• DATA RECORDS:
Segment Open

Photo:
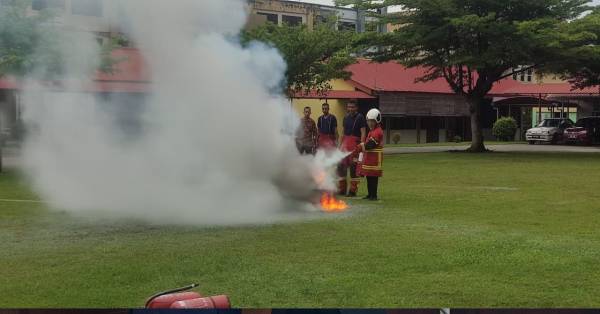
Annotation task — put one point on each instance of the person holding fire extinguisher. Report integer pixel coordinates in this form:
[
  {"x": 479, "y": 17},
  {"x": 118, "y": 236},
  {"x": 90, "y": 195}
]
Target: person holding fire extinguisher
[
  {"x": 355, "y": 127},
  {"x": 371, "y": 154}
]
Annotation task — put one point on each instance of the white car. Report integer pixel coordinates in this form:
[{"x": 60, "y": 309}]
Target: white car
[{"x": 549, "y": 131}]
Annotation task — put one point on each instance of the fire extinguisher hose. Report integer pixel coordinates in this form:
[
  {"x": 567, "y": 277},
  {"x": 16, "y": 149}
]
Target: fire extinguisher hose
[{"x": 192, "y": 286}]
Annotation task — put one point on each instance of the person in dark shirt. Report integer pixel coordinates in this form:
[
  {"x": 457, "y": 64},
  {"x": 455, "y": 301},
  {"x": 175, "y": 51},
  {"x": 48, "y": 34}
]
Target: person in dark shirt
[
  {"x": 306, "y": 136},
  {"x": 327, "y": 126},
  {"x": 355, "y": 132}
]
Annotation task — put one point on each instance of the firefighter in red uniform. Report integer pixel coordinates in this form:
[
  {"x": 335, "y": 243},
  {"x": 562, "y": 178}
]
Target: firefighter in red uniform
[
  {"x": 371, "y": 161},
  {"x": 355, "y": 127},
  {"x": 327, "y": 126}
]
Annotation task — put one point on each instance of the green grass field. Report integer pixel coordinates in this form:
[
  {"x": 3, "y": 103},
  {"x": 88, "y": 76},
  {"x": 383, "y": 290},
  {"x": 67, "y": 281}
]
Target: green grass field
[{"x": 453, "y": 229}]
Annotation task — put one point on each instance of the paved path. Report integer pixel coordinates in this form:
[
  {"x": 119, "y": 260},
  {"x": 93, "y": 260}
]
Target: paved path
[{"x": 497, "y": 148}]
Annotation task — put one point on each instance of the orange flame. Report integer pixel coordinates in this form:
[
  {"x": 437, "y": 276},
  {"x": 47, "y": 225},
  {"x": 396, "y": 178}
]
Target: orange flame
[{"x": 330, "y": 204}]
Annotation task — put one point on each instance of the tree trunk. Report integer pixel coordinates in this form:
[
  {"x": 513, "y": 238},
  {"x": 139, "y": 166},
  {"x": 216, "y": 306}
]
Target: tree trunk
[{"x": 477, "y": 145}]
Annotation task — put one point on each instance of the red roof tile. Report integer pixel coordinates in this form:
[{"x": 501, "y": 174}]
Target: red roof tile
[
  {"x": 335, "y": 94},
  {"x": 394, "y": 77}
]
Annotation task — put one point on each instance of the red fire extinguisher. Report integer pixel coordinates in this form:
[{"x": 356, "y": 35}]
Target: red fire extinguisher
[{"x": 181, "y": 298}]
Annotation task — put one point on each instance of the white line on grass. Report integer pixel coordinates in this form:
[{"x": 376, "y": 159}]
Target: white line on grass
[{"x": 20, "y": 201}]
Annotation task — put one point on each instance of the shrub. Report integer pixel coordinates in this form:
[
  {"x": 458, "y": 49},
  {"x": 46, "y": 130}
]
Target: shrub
[{"x": 505, "y": 129}]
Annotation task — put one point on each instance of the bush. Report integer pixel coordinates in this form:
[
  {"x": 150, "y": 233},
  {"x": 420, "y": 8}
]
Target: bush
[{"x": 505, "y": 129}]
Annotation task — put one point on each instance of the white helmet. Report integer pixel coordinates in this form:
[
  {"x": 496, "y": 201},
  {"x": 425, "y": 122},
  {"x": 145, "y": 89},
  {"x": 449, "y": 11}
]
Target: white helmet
[{"x": 374, "y": 114}]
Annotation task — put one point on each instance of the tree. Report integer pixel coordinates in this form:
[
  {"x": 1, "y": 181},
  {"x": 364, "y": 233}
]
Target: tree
[
  {"x": 581, "y": 65},
  {"x": 473, "y": 44},
  {"x": 313, "y": 57}
]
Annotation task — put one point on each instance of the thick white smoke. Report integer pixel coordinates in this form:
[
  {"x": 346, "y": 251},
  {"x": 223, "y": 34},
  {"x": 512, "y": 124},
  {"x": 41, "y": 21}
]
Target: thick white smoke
[{"x": 209, "y": 147}]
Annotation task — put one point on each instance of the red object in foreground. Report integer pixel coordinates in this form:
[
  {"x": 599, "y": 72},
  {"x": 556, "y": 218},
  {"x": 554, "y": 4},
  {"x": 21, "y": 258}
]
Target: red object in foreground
[
  {"x": 177, "y": 299},
  {"x": 218, "y": 302}
]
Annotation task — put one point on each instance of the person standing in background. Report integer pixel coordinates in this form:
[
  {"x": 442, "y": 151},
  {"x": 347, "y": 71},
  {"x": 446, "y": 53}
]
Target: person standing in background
[
  {"x": 306, "y": 135},
  {"x": 327, "y": 126}
]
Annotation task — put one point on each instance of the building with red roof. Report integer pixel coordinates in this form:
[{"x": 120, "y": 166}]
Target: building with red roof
[{"x": 414, "y": 111}]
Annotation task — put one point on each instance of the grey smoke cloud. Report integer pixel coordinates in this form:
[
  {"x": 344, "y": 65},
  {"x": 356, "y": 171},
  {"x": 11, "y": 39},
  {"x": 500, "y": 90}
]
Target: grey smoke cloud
[{"x": 209, "y": 147}]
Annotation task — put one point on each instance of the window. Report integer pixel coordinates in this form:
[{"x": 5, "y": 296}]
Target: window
[
  {"x": 47, "y": 4},
  {"x": 347, "y": 26},
  {"x": 87, "y": 7},
  {"x": 292, "y": 20},
  {"x": 524, "y": 76},
  {"x": 273, "y": 18}
]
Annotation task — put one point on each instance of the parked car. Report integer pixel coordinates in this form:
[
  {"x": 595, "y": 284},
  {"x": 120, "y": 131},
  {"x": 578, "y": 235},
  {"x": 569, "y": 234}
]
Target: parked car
[
  {"x": 549, "y": 131},
  {"x": 586, "y": 131}
]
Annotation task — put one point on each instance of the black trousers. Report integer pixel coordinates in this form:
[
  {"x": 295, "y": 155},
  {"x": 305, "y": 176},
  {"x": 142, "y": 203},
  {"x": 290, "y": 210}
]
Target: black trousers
[{"x": 372, "y": 183}]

Segment Closed

• ASSIGNMENT:
This exercise calls for the records to be given again exactly, without the images.

• EXERCISE RESPONSE:
Photo:
Annotation task — put one point on each instance of the person holding fire extinguisher. Report integer pixel coordinates in this form:
[
  {"x": 479, "y": 17},
  {"x": 118, "y": 236},
  {"x": 90, "y": 195}
]
Target: person holding fire extinguisher
[
  {"x": 355, "y": 127},
  {"x": 371, "y": 154}
]
Annotation task — put one point on each instance of the white car. Report integer pixel coordinates in this form:
[{"x": 60, "y": 309}]
Target: white car
[{"x": 549, "y": 131}]
Annotation task — put one point on each instance of the fire extinguisher hose. Report integer pixel coordinates in this form:
[
  {"x": 567, "y": 277},
  {"x": 16, "y": 149}
]
Target: fire extinguisher hose
[{"x": 192, "y": 286}]
Annotation task — put one point on each instance of the person in dark shirt. Report integer pixel coordinates in this form:
[
  {"x": 457, "y": 64},
  {"x": 455, "y": 301},
  {"x": 175, "y": 51},
  {"x": 48, "y": 34}
]
Target: person in dark shirt
[
  {"x": 306, "y": 136},
  {"x": 327, "y": 126},
  {"x": 355, "y": 132}
]
Annotation task — put one point on each instance of the firefighter in red uniform. Report integer pixel coordinates in this form:
[
  {"x": 335, "y": 243},
  {"x": 562, "y": 178}
]
Target: firefighter in red uniform
[
  {"x": 371, "y": 161},
  {"x": 355, "y": 127},
  {"x": 327, "y": 126}
]
Annotation task — put one point on each instance of the green grass field. Report integer pixel coordinates in this form:
[
  {"x": 3, "y": 103},
  {"x": 88, "y": 76},
  {"x": 383, "y": 290},
  {"x": 67, "y": 281}
]
Target: green grass field
[{"x": 453, "y": 229}]
Annotation task — put one point on each instance of the paved path. Report integer pixel coordinates in this form:
[
  {"x": 119, "y": 260},
  {"x": 93, "y": 260}
]
Target: paved path
[{"x": 497, "y": 148}]
Annotation task — put one point on each instance of the orange flame. Report integer pixel coordinates in this form:
[
  {"x": 437, "y": 276},
  {"x": 47, "y": 225},
  {"x": 396, "y": 178}
]
Target: orange flame
[{"x": 330, "y": 204}]
Annotation task — put one point on each instance of the tree trunk. Report integer pixel coordinates in this form:
[
  {"x": 513, "y": 238},
  {"x": 139, "y": 166},
  {"x": 216, "y": 306}
]
Target: tree trunk
[{"x": 477, "y": 145}]
Annotation task — put one point on each instance of the red roof tile. Report integer pixel coordinates in this form:
[{"x": 501, "y": 174}]
Target: red roof tile
[
  {"x": 335, "y": 94},
  {"x": 394, "y": 77}
]
Annotation task — put one point on each instance of the red fire extinguisher. Report integer pixel coordinates in this form:
[{"x": 356, "y": 35}]
Target: red fire extinguisher
[{"x": 181, "y": 298}]
Annotation task — put one point on each instance of the white line on grass. Report integer pixel coordinates in this form:
[{"x": 376, "y": 159}]
Target: white line on grass
[{"x": 20, "y": 201}]
Annotation task — put one point on each instance of the shrub. Report integer pixel coordinates in this form:
[
  {"x": 458, "y": 49},
  {"x": 46, "y": 130}
]
Target: shrub
[{"x": 505, "y": 129}]
Annotation task — put one point on each instance of the bush. Report integer pixel coordinates in this form:
[
  {"x": 150, "y": 233},
  {"x": 420, "y": 8}
]
Target: bush
[{"x": 505, "y": 129}]
Annotation task — put one point on each instance of the white helmet. Report integer pixel coordinates in this form:
[
  {"x": 496, "y": 201},
  {"x": 425, "y": 122},
  {"x": 145, "y": 89},
  {"x": 449, "y": 11}
]
Target: white helmet
[{"x": 374, "y": 114}]
Annotation task — put one point on each instance of the tree. Report integer pixel coordinates in this form:
[
  {"x": 1, "y": 181},
  {"x": 364, "y": 233}
]
Target: tree
[
  {"x": 581, "y": 65},
  {"x": 473, "y": 44},
  {"x": 313, "y": 57}
]
Annotation task — put one point on each instance of the thick white smoke. Report integer pixel coordinates in this form:
[
  {"x": 346, "y": 251},
  {"x": 223, "y": 34},
  {"x": 512, "y": 124},
  {"x": 41, "y": 21}
]
Target: thick white smoke
[{"x": 209, "y": 147}]
Annotation task — put one point on each instance of the red object in foreground. Report integer pixel coordinates in this form:
[
  {"x": 599, "y": 72},
  {"x": 556, "y": 218},
  {"x": 554, "y": 4},
  {"x": 21, "y": 258}
]
Target: red object in foreground
[
  {"x": 177, "y": 299},
  {"x": 218, "y": 302}
]
Annotation task — put one point on each instance of the person standing in background. Report integer pixel coordinates in this form:
[
  {"x": 442, "y": 151},
  {"x": 347, "y": 71},
  {"x": 446, "y": 53}
]
Target: person standing in background
[
  {"x": 306, "y": 135},
  {"x": 327, "y": 126}
]
Annotation task — put one point on each instance of the building with red roof. Report integer pixel coordinates in this form:
[{"x": 120, "y": 166}]
Target: building with red roof
[{"x": 414, "y": 111}]
Annotation task — put one point on each instance of the grey smoke cloud. Report integer pixel coordinates in this form:
[
  {"x": 344, "y": 65},
  {"x": 356, "y": 171},
  {"x": 11, "y": 39},
  {"x": 500, "y": 90}
]
Target: grey smoke cloud
[{"x": 209, "y": 147}]
Annotation task — put one point on each instance of the window. Report integer pixel coordinates in this form:
[{"x": 5, "y": 296}]
Target: window
[
  {"x": 47, "y": 4},
  {"x": 347, "y": 26},
  {"x": 87, "y": 7},
  {"x": 292, "y": 20},
  {"x": 524, "y": 76},
  {"x": 273, "y": 18}
]
Annotation task — put one point on each instance of the parked car. Report integer pixel coordinates in this form:
[
  {"x": 595, "y": 284},
  {"x": 120, "y": 131},
  {"x": 578, "y": 235},
  {"x": 569, "y": 234}
]
Target: parked car
[
  {"x": 549, "y": 131},
  {"x": 586, "y": 131}
]
Annotation task — put one point on each instance of the black trousers. Report integer pixel coordinates in this form:
[
  {"x": 295, "y": 155},
  {"x": 305, "y": 176},
  {"x": 142, "y": 203},
  {"x": 290, "y": 210}
]
Target: black trousers
[{"x": 372, "y": 183}]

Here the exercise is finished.